List each line in the entries below that contains the word "building", copying every such line in full.

_THE INPUT_
**********

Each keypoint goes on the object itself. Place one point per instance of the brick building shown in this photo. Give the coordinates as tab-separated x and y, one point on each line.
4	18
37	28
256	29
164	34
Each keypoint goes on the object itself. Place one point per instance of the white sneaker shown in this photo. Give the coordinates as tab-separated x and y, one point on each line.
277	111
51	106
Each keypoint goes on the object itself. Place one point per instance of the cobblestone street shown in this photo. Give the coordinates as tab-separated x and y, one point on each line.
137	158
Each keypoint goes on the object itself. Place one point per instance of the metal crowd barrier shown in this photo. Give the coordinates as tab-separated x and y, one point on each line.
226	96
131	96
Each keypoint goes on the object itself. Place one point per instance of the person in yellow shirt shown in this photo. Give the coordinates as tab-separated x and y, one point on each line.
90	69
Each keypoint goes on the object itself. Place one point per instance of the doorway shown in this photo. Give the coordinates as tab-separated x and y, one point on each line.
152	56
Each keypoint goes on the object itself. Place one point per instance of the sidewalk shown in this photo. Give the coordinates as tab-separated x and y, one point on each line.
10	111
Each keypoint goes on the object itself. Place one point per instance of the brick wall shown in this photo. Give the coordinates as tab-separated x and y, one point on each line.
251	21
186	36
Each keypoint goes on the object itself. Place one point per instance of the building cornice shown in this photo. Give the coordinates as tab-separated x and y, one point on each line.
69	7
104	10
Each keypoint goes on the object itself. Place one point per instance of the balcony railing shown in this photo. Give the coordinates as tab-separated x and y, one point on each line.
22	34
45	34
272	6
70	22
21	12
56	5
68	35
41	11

**********

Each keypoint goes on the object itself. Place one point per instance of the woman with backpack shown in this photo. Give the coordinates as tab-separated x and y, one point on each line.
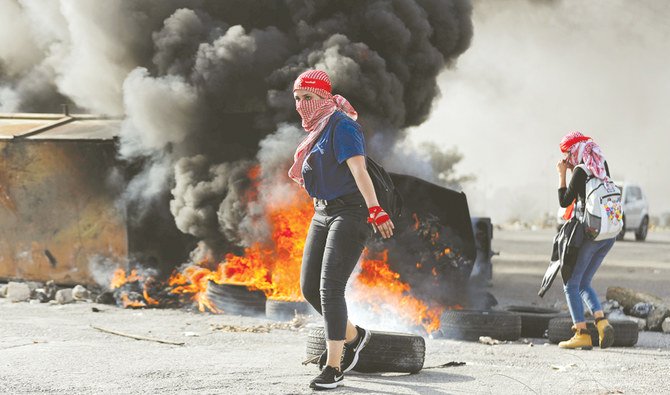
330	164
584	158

**********

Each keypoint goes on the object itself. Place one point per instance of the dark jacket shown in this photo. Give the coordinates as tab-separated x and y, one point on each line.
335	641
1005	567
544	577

**********

_TASK OUTPUT_
Each keypoint goes on the object itself. Place one point per instance of the brick building shown in this photo. Give the coordinates as tab-separated x and y, one point on each line.
Each keypoint goes on the object itself. Place one point per instance of the building cornice shown in this photo. Give the coordinates as tab-separated x and y, one point on each line.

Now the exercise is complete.